## What you are asked to do
Copy the lines below exactly, starting at the one with "Where can you spot the man's hand" and ending at the one with "Where can you spot the parked", and leave out any picture.

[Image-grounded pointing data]
----

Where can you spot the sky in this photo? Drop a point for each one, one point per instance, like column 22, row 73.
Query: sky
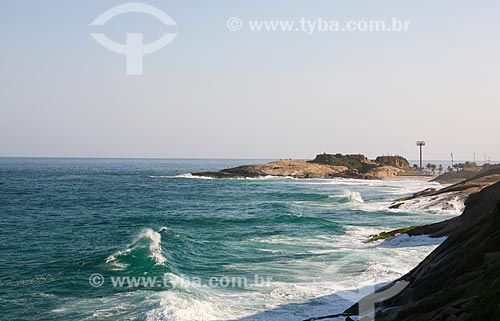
column 216, row 93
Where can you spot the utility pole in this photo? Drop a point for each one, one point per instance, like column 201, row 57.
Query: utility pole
column 421, row 144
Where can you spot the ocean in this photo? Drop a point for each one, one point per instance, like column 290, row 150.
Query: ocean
column 141, row 239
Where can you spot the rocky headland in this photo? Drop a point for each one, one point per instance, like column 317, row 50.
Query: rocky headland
column 323, row 166
column 460, row 280
column 451, row 197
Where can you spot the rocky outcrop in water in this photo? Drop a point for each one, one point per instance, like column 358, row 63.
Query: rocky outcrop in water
column 460, row 280
column 323, row 166
column 451, row 197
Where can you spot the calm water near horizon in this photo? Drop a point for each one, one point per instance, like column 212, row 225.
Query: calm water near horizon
column 64, row 220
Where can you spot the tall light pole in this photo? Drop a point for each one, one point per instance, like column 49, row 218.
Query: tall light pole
column 421, row 144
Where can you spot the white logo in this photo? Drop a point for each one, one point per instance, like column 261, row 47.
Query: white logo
column 134, row 49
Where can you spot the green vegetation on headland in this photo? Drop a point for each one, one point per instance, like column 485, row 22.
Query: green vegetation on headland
column 353, row 161
column 360, row 162
column 391, row 234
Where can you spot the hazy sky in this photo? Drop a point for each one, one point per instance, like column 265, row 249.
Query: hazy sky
column 223, row 94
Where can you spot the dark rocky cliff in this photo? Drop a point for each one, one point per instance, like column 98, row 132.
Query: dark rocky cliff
column 460, row 280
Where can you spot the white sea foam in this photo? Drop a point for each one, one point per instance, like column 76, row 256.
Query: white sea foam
column 186, row 175
column 155, row 250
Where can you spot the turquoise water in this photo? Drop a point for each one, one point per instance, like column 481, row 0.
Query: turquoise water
column 63, row 220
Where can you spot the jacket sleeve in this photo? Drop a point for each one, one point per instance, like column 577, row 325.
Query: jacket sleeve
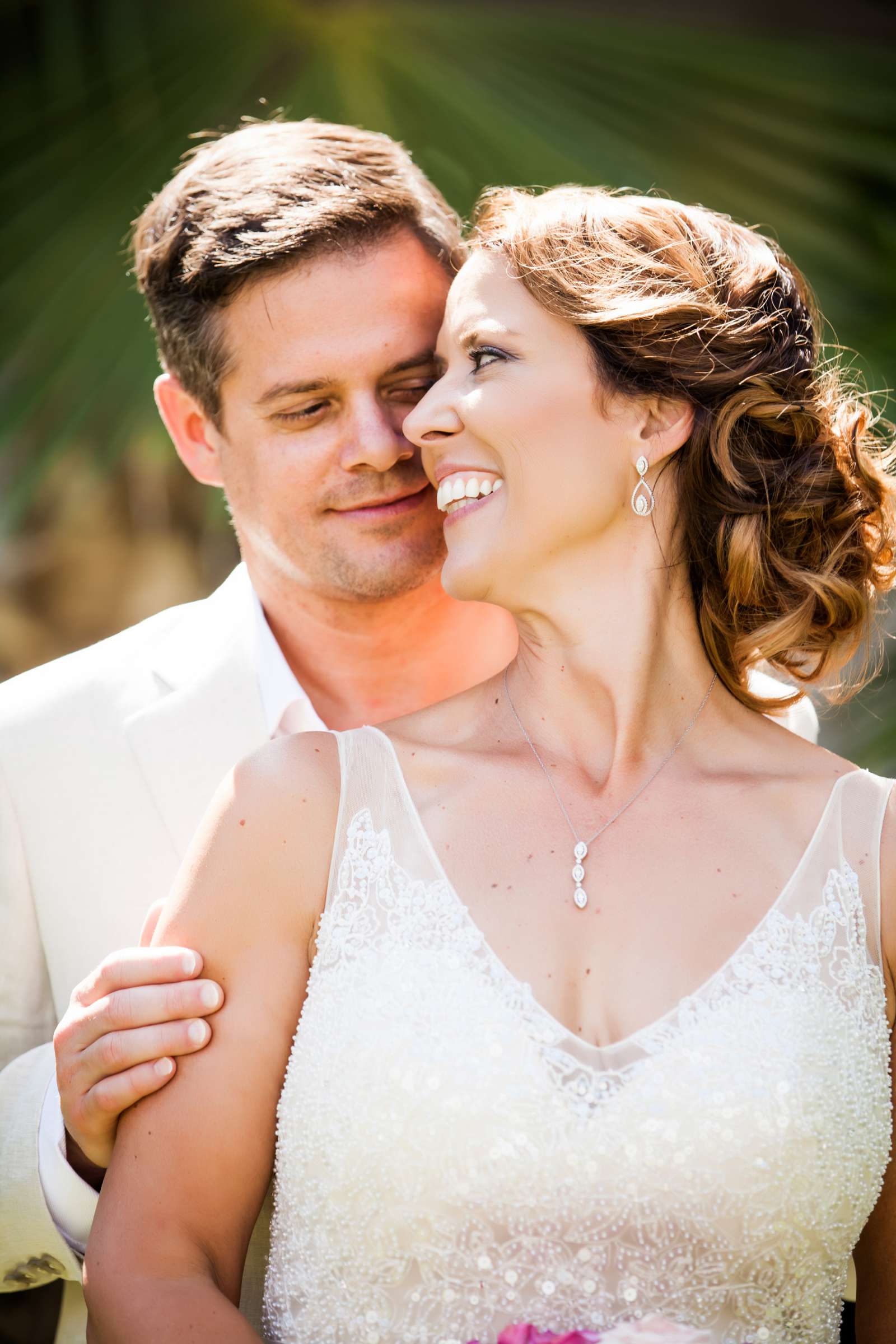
column 31, row 1248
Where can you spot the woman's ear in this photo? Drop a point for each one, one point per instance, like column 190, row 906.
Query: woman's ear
column 191, row 431
column 667, row 427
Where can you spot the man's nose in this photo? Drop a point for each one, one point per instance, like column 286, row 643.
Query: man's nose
column 375, row 440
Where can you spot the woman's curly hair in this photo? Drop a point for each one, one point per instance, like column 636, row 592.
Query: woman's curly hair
column 785, row 508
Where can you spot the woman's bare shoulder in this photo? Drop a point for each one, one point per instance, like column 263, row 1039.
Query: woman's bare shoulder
column 261, row 855
column 888, row 895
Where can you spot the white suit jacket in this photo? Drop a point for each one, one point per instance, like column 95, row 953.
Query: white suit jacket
column 108, row 761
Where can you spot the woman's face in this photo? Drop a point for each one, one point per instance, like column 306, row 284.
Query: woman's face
column 517, row 410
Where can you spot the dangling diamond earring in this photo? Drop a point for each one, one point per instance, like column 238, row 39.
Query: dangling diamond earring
column 642, row 499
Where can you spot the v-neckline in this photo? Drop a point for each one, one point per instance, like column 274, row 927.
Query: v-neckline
column 586, row 1047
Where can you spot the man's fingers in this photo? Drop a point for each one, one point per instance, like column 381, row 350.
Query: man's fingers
column 147, row 1006
column 137, row 967
column 119, row 1052
column 115, row 1094
column 151, row 921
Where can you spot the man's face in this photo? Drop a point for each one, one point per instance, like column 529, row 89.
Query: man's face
column 327, row 361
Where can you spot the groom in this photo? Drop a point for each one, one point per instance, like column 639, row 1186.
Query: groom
column 296, row 276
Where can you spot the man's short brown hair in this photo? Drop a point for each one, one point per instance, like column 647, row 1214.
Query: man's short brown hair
column 261, row 199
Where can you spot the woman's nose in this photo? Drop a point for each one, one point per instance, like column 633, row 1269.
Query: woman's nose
column 375, row 440
column 433, row 418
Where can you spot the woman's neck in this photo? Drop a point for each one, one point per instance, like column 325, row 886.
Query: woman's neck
column 610, row 667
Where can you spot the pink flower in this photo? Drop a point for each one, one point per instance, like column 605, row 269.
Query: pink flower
column 651, row 1329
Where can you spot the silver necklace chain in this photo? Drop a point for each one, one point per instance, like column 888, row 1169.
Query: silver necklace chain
column 582, row 846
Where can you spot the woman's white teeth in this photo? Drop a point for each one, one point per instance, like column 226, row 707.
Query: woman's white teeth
column 457, row 489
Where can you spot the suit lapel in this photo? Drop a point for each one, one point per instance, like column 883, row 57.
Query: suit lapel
column 209, row 713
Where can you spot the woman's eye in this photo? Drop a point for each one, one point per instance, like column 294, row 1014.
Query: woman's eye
column 486, row 355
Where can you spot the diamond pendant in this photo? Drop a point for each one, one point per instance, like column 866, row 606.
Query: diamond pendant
column 580, row 895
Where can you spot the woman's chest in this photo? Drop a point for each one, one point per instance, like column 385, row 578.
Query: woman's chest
column 426, row 1070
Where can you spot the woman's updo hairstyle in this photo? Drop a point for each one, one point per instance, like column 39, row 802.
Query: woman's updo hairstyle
column 785, row 510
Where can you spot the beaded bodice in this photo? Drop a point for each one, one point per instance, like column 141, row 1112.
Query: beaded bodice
column 450, row 1159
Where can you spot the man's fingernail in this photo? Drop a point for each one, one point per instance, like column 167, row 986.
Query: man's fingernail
column 210, row 996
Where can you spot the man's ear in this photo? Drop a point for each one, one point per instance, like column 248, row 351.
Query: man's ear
column 191, row 431
column 667, row 427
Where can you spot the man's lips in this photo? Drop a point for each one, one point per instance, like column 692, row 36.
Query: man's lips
column 391, row 507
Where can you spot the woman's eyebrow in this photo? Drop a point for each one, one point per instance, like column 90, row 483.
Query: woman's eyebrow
column 480, row 333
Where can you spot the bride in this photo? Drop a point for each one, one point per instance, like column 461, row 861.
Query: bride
column 593, row 964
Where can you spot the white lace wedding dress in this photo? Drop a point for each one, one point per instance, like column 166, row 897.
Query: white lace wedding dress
column 450, row 1159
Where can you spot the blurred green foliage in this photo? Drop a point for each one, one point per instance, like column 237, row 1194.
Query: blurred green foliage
column 790, row 129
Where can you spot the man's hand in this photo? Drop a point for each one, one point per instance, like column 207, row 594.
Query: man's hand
column 119, row 1039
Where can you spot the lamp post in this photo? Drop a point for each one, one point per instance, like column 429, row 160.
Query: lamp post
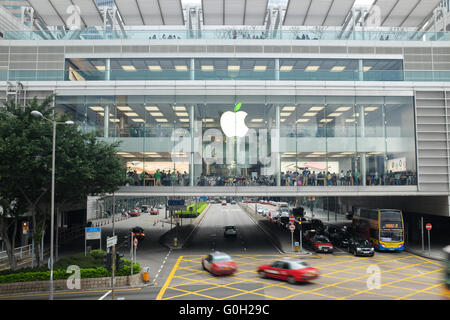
column 37, row 114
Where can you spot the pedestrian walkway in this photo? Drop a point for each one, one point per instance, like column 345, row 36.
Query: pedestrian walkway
column 106, row 221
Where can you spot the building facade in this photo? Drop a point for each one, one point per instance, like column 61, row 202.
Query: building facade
column 254, row 112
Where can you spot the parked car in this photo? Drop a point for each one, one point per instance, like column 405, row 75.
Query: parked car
column 321, row 243
column 229, row 231
column 360, row 247
column 340, row 238
column 138, row 232
column 317, row 225
column 135, row 213
column 219, row 263
column 289, row 269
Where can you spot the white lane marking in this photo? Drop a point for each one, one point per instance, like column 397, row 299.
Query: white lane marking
column 162, row 266
column 104, row 296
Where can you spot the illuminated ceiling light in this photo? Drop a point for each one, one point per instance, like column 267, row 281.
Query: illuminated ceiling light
column 207, row 68
column 343, row 108
column 181, row 68
column 337, row 69
column 286, row 68
column 124, row 108
column 154, row 68
column 312, row 68
column 97, row 108
column 259, row 68
column 129, row 68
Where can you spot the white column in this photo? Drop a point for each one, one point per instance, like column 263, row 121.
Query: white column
column 106, row 123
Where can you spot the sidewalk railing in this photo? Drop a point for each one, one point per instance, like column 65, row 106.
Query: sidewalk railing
column 20, row 253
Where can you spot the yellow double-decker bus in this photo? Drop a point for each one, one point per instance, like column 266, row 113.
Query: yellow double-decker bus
column 383, row 227
column 446, row 289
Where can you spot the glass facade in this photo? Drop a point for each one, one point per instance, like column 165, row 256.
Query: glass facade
column 84, row 69
column 223, row 140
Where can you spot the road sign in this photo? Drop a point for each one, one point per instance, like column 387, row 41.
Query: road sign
column 93, row 233
column 110, row 241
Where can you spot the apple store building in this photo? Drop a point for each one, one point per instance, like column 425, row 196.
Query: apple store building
column 268, row 108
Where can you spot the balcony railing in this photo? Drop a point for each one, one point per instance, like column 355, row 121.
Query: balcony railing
column 229, row 34
column 267, row 75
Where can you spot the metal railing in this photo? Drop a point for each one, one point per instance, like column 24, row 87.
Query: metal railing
column 21, row 253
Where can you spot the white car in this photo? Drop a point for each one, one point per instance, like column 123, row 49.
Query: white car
column 230, row 231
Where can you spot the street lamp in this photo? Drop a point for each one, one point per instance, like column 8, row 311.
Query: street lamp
column 37, row 114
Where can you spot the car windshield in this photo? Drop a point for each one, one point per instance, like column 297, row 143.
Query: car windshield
column 223, row 258
column 322, row 239
column 298, row 265
column 363, row 243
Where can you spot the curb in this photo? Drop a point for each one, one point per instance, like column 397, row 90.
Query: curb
column 414, row 252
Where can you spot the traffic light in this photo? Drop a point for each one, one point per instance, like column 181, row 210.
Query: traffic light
column 119, row 261
column 107, row 261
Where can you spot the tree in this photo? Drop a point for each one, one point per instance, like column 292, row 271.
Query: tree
column 84, row 165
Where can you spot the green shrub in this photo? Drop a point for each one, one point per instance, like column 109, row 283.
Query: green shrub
column 93, row 271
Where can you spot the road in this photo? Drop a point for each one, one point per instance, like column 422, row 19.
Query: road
column 177, row 274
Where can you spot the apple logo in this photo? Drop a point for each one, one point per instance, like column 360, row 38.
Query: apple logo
column 233, row 123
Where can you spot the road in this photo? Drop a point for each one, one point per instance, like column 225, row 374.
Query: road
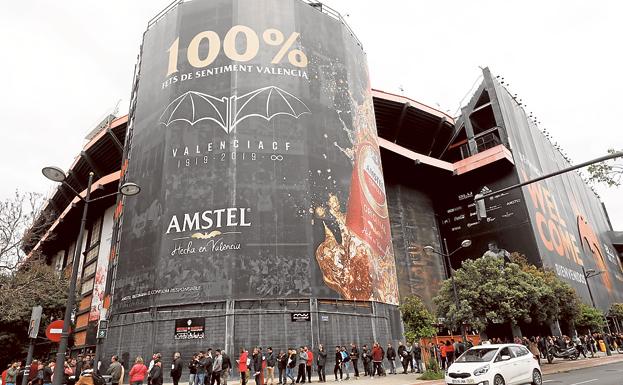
column 611, row 374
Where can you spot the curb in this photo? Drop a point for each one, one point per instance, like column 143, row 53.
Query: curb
column 549, row 369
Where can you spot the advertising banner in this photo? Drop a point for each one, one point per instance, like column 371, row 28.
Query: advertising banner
column 254, row 142
column 567, row 218
column 189, row 328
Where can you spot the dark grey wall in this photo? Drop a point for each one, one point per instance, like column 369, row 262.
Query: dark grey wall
column 252, row 323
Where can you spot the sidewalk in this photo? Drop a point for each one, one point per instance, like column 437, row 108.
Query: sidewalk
column 558, row 366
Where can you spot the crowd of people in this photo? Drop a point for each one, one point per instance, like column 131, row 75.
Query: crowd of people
column 290, row 366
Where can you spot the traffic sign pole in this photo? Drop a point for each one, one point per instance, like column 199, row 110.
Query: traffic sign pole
column 31, row 351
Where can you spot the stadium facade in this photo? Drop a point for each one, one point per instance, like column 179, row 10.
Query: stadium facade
column 284, row 202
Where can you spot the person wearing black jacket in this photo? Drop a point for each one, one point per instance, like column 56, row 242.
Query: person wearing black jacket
column 256, row 365
column 321, row 361
column 366, row 358
column 354, row 358
column 209, row 364
column 155, row 375
column 192, row 368
column 48, row 371
column 417, row 358
column 291, row 365
column 226, row 365
column 176, row 368
column 391, row 357
column 271, row 361
column 402, row 356
column 338, row 363
column 282, row 362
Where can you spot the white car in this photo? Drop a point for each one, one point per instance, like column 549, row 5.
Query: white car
column 503, row 364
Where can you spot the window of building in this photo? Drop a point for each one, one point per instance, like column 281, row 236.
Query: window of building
column 87, row 286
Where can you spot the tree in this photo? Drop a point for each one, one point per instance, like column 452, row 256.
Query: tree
column 418, row 321
column 491, row 291
column 609, row 172
column 33, row 284
column 22, row 224
column 590, row 319
column 565, row 303
column 616, row 310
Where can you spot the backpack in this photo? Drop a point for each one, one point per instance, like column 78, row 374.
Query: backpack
column 97, row 379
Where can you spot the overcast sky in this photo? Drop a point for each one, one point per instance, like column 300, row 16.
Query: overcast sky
column 64, row 64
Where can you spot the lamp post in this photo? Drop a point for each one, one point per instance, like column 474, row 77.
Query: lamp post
column 57, row 175
column 590, row 273
column 446, row 256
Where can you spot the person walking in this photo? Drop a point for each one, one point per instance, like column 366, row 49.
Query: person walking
column 310, row 362
column 338, row 363
column 138, row 372
column 291, row 365
column 176, row 368
column 48, row 371
column 345, row 362
column 402, row 356
column 282, row 363
column 115, row 370
column 271, row 361
column 11, row 374
column 155, row 375
column 192, row 369
column 302, row 362
column 217, row 368
column 354, row 358
column 417, row 358
column 209, row 362
column 391, row 357
column 86, row 374
column 534, row 349
column 256, row 366
column 321, row 361
column 449, row 353
column 242, row 366
column 226, row 367
column 377, row 359
column 365, row 358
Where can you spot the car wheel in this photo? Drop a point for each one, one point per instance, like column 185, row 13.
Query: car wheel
column 498, row 380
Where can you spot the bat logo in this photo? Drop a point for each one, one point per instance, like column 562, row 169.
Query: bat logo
column 266, row 103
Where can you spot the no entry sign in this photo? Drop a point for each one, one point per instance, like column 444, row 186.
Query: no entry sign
column 54, row 331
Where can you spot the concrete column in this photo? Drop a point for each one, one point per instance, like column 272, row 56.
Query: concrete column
column 230, row 306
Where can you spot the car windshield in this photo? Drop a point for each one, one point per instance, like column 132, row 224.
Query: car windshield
column 478, row 355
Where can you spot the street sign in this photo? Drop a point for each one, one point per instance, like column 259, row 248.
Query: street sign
column 35, row 321
column 300, row 317
column 54, row 331
column 102, row 329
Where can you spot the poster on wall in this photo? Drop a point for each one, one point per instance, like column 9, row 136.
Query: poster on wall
column 254, row 142
column 189, row 328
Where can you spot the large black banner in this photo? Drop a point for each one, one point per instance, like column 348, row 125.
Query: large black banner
column 567, row 218
column 254, row 142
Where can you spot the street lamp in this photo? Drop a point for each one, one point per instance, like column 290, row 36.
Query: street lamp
column 466, row 243
column 56, row 174
column 590, row 273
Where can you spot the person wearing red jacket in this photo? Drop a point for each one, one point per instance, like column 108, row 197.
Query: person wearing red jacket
column 242, row 366
column 138, row 372
column 377, row 359
column 310, row 361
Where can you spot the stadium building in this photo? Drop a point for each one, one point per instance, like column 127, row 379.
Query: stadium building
column 284, row 202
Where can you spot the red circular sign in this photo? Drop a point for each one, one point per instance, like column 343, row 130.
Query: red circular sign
column 54, row 331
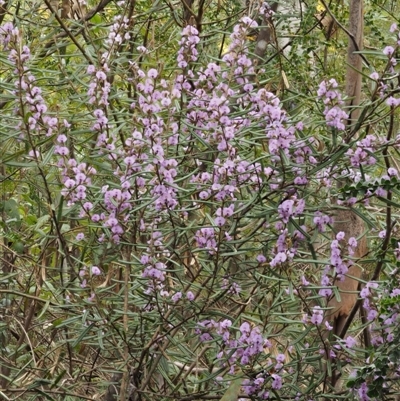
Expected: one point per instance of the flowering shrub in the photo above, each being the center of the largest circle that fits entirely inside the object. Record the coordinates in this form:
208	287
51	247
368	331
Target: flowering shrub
182	234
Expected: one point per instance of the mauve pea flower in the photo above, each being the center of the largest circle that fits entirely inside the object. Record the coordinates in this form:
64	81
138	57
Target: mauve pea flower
350	342
96	271
388	51
176	297
261	259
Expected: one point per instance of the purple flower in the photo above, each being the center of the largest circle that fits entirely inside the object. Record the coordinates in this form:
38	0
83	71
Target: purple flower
96	271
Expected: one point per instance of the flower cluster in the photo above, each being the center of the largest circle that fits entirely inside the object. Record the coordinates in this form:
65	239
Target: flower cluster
334	114
241	351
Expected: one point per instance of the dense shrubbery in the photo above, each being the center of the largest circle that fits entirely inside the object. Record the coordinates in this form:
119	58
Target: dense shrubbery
174	225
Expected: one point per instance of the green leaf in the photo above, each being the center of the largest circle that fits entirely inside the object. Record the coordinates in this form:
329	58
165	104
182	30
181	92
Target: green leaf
233	391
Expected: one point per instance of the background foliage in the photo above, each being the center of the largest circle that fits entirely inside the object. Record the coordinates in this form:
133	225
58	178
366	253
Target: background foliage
167	195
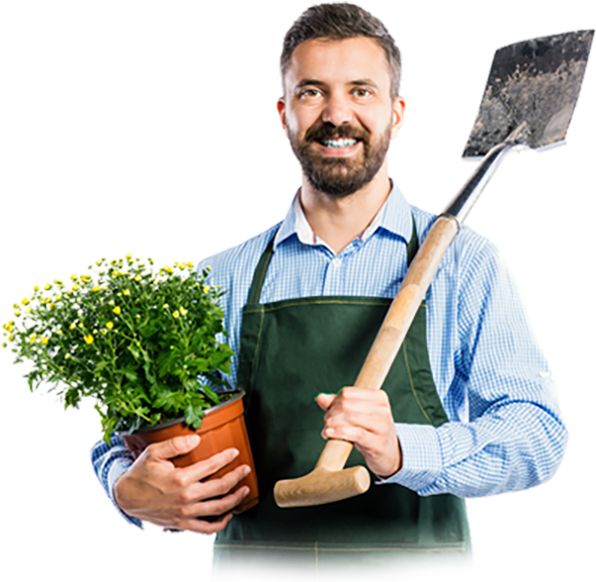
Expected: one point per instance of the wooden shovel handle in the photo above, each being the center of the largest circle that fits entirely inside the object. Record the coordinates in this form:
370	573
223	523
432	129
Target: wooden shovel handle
396	324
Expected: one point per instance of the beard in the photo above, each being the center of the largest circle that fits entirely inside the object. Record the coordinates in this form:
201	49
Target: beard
339	177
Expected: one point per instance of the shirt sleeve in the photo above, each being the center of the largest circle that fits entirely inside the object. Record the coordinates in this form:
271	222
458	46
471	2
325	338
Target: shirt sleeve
511	436
109	461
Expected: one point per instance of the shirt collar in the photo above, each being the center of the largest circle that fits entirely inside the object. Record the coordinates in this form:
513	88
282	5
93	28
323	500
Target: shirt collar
394	216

----

## The answer
Where can you spot the man's hand in this photo? Drop a point for each one, one point per instance, like column 207, row 594.
Query: man's hand
column 119, row 1039
Where can you spot the lamp post in this photo? Drop a point for each one, one point per instance, like column 429, row 160.
Query: lamp post
column 37, row 114
Where can you spot the pedestrian walkway in this photo? Drop a point for each one, one point per instance, like column 345, row 36.
Query: pedestrian walkway
column 106, row 221
Where can you spot the building facade in this photo? Drop a point for each one, one point per instance, like column 61, row 202.
Query: building facade
column 254, row 112
Where can you spot the parked car in this photo? Drop a point for each one, one point per instance, like column 405, row 75.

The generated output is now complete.